[Data excerpts]

***

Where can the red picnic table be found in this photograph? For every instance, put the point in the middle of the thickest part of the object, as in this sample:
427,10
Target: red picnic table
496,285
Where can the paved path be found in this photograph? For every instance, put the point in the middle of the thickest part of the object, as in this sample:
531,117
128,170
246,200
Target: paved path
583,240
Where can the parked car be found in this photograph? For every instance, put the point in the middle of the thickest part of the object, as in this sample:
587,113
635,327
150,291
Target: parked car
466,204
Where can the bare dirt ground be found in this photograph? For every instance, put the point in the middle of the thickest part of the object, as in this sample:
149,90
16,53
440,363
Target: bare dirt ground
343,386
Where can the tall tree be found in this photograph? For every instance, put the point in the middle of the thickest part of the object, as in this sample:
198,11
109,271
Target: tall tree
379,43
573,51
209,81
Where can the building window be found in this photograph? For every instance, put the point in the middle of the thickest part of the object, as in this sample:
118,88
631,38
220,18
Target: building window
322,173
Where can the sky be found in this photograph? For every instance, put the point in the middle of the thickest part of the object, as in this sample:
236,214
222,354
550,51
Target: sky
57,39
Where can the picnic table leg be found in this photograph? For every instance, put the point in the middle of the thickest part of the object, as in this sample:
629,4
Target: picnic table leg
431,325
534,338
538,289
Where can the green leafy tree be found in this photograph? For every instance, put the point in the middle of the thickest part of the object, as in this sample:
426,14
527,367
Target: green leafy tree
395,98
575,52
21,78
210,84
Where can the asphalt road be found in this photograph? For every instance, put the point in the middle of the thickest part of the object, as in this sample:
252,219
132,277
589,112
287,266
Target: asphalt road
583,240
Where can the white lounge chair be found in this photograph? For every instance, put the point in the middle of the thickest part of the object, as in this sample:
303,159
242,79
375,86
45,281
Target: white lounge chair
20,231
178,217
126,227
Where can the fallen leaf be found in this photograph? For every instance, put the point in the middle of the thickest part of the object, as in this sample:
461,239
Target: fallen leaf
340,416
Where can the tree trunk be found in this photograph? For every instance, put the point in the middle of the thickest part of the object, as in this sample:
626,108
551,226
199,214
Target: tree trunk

***

For the word "trunk", count the lines of the records that contain it and give only the number.

■ **EXERCISE RESULT**
2